--- Goal 1 ---
In the approximate computing extract, which algorithm is called the dominant ML algorithm?

Approximate computing is one of the approaches to energy-efficient design of digital systems in many domains, including Machine Learning (ML). The use of specialized data formats in Deep Neural Networks (DNNs), the dominant ML algorithm, could allow substantial improvements in processing time and power efficiency.
The focus is on applying variable precision formats to ML algorithms. These formats allow to set different precisions for different operations and to tune the precision of given layers of the neural network to obtain higher power efficiency.
Increasingly sophisticated and computationally intensive algorithms are required for applications running on mobile devices and embedded processors constituting the Internet-of-Things (IoT). These applications include audio and image recognition, machine learning, and security. Heavy computations are transferred to servers (the cloud), but in the paradigm of Edge computing, it is desirable to perform the computation locally to decrease latency, network traffic and reduce the overall energy footprint.
In this context, Application Specific Processors (ASPs) are used to accelerate software applications in portable systems, and at the Edge. FPGA-based accelerators can be designed and fine tuned to match exactly the algorithm, and FPGAs can be reconfigured at run-time by making the system adaptable to the specific workload.

--- Goal 2 ---
How many lines of the entries below contain the string "sneaker"? Tally them with case counting, and reply with the number only.

--- Records shown ---
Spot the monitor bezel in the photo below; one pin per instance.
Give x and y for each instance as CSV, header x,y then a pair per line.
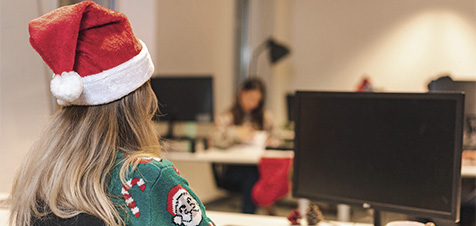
x,y
456,185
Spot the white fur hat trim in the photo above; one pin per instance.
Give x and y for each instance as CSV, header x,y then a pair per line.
x,y
114,83
67,87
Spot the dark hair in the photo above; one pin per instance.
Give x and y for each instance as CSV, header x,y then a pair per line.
x,y
257,114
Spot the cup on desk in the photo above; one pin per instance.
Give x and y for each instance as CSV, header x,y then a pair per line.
x,y
259,139
405,223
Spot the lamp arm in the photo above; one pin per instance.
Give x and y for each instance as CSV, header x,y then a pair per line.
x,y
254,58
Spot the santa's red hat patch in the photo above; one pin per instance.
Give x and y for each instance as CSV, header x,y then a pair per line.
x,y
93,53
183,208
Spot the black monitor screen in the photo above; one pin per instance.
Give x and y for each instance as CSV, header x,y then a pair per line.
x,y
388,151
290,107
184,98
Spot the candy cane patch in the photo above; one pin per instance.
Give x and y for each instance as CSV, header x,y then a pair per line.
x,y
128,198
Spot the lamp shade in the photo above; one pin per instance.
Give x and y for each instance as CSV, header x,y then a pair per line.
x,y
276,51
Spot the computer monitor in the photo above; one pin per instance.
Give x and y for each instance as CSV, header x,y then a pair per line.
x,y
396,152
468,87
290,107
183,99
446,84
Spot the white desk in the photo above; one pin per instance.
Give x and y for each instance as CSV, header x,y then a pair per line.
x,y
4,213
239,219
250,155
236,155
468,169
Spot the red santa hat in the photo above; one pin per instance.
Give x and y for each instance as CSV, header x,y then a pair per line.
x,y
95,57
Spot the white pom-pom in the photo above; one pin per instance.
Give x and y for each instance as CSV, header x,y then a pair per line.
x,y
67,87
177,219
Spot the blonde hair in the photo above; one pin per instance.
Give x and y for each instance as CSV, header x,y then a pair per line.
x,y
67,171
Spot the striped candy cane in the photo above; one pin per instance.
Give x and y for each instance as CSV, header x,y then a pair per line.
x,y
128,198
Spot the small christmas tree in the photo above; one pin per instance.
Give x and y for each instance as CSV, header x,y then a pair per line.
x,y
314,215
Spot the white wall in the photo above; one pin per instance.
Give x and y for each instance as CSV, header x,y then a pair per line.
x,y
400,44
196,37
24,84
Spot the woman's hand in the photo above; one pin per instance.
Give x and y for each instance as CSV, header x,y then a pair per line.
x,y
245,133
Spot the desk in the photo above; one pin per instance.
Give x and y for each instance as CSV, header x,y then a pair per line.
x,y
239,219
4,214
243,154
468,169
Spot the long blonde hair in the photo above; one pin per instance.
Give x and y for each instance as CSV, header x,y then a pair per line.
x,y
66,171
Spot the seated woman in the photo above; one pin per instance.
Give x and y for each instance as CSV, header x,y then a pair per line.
x,y
239,125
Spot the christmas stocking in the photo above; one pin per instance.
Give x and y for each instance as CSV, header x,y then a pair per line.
x,y
273,182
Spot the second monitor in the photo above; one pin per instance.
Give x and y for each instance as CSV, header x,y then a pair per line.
x,y
183,99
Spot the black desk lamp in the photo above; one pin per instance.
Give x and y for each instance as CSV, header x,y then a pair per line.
x,y
276,52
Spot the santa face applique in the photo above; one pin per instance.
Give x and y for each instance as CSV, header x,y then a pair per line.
x,y
183,207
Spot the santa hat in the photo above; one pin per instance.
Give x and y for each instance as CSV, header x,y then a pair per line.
x,y
95,57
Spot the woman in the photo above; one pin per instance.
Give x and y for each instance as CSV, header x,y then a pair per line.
x,y
238,125
98,156
247,115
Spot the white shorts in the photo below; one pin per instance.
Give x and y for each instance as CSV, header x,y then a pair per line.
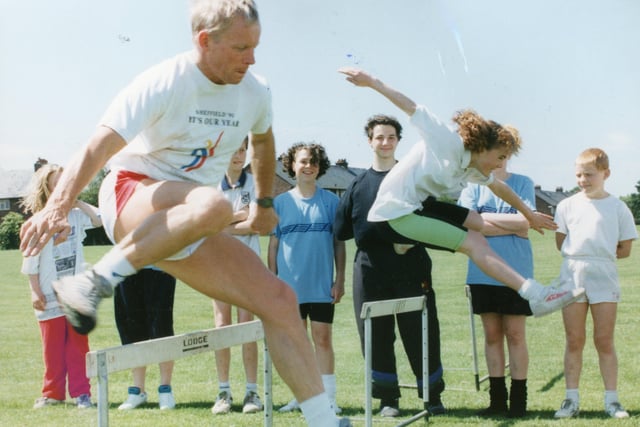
x,y
599,278
107,203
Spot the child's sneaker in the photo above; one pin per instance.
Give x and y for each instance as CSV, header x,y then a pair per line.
x,y
41,402
79,297
552,298
615,410
165,397
135,399
84,401
291,406
251,403
568,409
223,403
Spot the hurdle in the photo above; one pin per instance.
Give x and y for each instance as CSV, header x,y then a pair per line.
x,y
100,363
392,307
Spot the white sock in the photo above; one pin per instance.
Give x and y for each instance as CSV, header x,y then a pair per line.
x,y
610,396
530,289
114,266
329,383
317,411
572,393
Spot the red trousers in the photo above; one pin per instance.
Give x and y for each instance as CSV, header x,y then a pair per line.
x,y
63,352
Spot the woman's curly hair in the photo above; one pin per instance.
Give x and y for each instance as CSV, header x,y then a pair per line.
x,y
480,135
318,157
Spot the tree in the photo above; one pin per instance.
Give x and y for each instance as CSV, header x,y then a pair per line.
x,y
10,231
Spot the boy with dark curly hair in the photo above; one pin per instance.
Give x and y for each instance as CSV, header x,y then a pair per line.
x,y
302,252
442,163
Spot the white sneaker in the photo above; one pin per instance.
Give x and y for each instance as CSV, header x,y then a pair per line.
x,y
79,297
251,403
335,407
166,401
223,403
84,401
615,410
553,298
291,406
135,399
568,409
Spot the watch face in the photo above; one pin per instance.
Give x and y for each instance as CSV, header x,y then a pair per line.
x,y
266,202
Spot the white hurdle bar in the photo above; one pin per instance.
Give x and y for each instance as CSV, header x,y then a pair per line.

--- Worked solution 1 ---
Deep Neural Networks (DNNs).

--- Worked solution 2 ---
2